___ Excerpted data ___

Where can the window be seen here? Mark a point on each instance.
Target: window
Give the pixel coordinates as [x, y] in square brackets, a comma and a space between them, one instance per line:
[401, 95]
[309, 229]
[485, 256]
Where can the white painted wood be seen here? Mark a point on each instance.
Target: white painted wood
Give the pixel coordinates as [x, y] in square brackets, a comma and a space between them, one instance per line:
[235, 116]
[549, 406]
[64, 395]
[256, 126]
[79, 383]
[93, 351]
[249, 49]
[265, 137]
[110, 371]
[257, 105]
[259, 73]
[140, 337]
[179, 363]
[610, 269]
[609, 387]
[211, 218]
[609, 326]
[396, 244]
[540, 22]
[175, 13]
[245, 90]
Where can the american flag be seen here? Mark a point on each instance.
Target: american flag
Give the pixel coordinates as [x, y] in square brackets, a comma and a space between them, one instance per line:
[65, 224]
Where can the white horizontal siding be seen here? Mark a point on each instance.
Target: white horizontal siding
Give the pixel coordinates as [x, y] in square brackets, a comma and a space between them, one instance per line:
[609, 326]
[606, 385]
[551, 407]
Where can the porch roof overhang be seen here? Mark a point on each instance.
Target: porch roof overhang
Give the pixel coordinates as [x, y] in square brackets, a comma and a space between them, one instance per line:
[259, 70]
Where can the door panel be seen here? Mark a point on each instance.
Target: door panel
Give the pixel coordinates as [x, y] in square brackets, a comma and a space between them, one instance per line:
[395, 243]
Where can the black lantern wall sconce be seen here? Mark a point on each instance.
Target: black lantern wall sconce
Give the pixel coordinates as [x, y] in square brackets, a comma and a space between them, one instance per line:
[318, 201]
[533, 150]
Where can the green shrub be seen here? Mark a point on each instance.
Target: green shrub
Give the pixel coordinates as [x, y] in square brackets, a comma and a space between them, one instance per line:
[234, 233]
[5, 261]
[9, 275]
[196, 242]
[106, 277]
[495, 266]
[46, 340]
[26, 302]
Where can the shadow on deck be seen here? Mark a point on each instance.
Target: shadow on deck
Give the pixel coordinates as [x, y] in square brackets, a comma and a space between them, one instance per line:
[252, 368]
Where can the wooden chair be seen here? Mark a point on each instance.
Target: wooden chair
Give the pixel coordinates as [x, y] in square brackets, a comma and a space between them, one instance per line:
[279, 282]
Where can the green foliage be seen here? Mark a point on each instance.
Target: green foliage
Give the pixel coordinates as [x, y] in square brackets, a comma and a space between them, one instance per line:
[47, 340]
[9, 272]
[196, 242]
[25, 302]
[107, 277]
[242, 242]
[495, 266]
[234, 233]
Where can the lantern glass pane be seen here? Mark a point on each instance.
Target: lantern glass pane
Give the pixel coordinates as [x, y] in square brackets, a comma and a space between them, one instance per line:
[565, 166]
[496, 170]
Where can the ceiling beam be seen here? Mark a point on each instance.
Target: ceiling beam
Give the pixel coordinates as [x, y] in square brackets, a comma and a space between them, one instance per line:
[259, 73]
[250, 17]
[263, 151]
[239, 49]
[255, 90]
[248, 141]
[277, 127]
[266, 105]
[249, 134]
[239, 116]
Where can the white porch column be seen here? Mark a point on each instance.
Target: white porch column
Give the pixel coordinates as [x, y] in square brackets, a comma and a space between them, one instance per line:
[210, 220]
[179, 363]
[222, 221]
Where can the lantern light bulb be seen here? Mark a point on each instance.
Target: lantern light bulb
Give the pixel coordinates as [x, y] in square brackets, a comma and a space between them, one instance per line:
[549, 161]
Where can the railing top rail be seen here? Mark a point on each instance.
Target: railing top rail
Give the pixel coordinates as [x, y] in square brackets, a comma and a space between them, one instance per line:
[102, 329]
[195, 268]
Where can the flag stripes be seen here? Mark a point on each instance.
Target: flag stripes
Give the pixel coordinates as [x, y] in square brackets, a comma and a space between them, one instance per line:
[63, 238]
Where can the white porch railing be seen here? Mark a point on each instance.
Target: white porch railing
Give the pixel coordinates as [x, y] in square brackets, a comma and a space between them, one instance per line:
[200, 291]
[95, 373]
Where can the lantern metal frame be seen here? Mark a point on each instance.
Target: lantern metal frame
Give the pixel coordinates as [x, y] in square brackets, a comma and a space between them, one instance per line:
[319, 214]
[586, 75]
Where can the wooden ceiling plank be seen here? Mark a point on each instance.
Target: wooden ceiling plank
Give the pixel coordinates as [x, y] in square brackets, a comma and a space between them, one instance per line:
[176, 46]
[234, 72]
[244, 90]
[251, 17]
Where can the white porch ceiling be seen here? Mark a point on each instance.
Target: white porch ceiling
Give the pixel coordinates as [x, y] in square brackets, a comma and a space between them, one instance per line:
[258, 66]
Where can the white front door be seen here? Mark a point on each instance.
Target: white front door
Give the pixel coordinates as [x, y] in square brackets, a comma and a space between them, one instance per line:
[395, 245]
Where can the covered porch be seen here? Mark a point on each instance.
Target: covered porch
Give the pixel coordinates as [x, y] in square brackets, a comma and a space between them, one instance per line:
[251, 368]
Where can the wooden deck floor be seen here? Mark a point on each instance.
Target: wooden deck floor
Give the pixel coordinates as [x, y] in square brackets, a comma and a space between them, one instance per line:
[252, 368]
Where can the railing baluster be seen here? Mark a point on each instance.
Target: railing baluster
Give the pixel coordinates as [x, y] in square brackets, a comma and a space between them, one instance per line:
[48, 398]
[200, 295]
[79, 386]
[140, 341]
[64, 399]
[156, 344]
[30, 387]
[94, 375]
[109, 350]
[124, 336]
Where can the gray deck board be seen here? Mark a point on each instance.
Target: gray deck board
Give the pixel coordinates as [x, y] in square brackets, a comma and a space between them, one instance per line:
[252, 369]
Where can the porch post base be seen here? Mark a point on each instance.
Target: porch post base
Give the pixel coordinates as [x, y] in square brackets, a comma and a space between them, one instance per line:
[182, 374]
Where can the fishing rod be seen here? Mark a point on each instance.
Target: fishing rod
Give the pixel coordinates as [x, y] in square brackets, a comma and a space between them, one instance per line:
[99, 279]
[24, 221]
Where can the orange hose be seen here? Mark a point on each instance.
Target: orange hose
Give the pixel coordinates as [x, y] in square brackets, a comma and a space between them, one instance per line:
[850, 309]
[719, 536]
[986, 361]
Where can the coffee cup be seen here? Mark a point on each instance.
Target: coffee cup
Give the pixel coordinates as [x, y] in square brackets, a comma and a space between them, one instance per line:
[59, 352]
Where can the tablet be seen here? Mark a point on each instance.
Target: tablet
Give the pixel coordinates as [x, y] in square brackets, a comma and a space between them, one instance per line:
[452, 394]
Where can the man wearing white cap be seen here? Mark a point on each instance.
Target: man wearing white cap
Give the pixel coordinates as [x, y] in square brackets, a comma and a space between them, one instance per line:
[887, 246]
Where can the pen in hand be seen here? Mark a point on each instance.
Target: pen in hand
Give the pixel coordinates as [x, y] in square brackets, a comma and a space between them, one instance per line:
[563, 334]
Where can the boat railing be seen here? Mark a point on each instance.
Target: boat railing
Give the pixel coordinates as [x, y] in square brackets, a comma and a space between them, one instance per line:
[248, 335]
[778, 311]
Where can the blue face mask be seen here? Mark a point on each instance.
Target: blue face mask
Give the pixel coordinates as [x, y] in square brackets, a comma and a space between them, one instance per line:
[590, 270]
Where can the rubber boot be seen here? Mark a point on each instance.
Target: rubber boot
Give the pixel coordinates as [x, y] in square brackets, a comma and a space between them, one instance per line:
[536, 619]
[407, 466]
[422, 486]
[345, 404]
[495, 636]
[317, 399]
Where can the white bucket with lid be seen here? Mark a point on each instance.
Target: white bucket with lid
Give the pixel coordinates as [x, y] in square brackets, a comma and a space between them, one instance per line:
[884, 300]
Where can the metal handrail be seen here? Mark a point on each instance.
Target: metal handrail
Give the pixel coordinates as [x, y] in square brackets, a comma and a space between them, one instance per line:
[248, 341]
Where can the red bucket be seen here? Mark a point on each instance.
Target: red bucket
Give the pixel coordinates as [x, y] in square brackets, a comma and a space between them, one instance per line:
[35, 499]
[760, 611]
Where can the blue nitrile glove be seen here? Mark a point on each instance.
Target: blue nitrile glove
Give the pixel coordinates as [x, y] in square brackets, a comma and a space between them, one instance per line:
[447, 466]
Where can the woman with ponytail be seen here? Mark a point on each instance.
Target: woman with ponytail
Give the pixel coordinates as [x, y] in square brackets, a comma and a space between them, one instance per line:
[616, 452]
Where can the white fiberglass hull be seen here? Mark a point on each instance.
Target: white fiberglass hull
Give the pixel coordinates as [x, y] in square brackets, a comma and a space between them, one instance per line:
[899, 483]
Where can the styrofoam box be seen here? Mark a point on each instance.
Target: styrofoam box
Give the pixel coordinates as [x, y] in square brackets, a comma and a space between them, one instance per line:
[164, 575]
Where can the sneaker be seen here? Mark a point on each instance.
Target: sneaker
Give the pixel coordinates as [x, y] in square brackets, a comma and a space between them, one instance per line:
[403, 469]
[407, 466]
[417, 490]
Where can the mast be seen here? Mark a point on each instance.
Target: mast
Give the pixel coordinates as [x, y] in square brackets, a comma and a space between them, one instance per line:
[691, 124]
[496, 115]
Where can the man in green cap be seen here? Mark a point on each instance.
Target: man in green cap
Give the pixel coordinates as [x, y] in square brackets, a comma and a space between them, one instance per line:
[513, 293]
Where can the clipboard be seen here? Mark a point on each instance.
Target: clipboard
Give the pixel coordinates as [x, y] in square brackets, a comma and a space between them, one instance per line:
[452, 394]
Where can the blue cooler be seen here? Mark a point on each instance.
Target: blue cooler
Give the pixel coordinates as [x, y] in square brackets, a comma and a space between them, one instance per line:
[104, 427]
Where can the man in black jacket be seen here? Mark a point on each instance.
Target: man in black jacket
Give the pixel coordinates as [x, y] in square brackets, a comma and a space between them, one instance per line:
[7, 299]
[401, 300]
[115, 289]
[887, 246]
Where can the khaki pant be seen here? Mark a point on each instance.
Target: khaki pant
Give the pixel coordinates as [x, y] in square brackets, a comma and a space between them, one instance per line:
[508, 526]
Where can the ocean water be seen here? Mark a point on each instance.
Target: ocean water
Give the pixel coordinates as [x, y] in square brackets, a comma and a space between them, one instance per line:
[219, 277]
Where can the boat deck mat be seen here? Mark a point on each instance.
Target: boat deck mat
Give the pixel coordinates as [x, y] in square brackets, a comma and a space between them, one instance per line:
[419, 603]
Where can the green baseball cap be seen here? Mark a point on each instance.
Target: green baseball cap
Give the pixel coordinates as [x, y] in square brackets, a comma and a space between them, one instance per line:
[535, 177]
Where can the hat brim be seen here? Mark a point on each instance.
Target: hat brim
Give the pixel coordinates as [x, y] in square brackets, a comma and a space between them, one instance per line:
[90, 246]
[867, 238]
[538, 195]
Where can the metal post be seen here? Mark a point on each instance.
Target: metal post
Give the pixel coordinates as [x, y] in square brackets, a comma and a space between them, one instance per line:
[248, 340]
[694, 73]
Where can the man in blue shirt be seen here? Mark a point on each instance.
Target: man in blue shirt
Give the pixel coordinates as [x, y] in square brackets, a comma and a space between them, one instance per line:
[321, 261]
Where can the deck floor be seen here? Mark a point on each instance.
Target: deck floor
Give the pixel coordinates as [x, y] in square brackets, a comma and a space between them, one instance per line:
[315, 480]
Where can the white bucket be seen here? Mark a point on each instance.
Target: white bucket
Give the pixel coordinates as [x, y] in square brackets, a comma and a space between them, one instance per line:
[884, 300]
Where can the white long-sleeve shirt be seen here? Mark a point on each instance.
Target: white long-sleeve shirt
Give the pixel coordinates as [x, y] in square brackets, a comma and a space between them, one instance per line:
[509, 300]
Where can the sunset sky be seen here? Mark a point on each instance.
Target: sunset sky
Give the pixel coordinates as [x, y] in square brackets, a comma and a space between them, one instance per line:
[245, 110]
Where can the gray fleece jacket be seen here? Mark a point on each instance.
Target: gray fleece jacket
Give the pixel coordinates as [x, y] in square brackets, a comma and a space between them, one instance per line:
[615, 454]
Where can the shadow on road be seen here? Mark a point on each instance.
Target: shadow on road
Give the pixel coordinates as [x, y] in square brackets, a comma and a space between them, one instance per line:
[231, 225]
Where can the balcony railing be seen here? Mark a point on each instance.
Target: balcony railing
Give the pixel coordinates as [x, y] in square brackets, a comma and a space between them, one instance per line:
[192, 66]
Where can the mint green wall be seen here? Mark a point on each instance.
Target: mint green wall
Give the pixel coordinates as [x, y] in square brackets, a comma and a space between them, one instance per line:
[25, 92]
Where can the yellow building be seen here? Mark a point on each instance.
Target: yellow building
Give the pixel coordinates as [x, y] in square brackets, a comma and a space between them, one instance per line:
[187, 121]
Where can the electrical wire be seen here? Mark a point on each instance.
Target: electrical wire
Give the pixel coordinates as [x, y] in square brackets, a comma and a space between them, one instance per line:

___

Starting at the line above that holds "Where can the wooden ceiling" and ending at the line that holds "Target: covered porch", transcribe each line exactly and include no other lines.

Where can the wooden ceiling plank be seen here? Mark a point on each instance.
Target: wooden ceiling plank
Give the pixel coordinates as [x, y] in square brackets, a comma and a space between them, one instance per line:
[176, 46]
[234, 72]
[244, 90]
[251, 17]
Where can the white porch ceiling be seen here? Mark a point on each instance.
Target: white porch ceiling
Give the pixel coordinates as [x, y] in square brackets, a comma and a space between them, one instance per line:
[258, 66]
Where can the white front door be seen here? Mark a point on each instance.
Target: white front door
Give the pixel coordinates as [x, y] in square brackets, a comma and a space between them, one instance per line:
[395, 245]
Where can the covered porch be seen here? Mark a point on each instance.
Target: covered porch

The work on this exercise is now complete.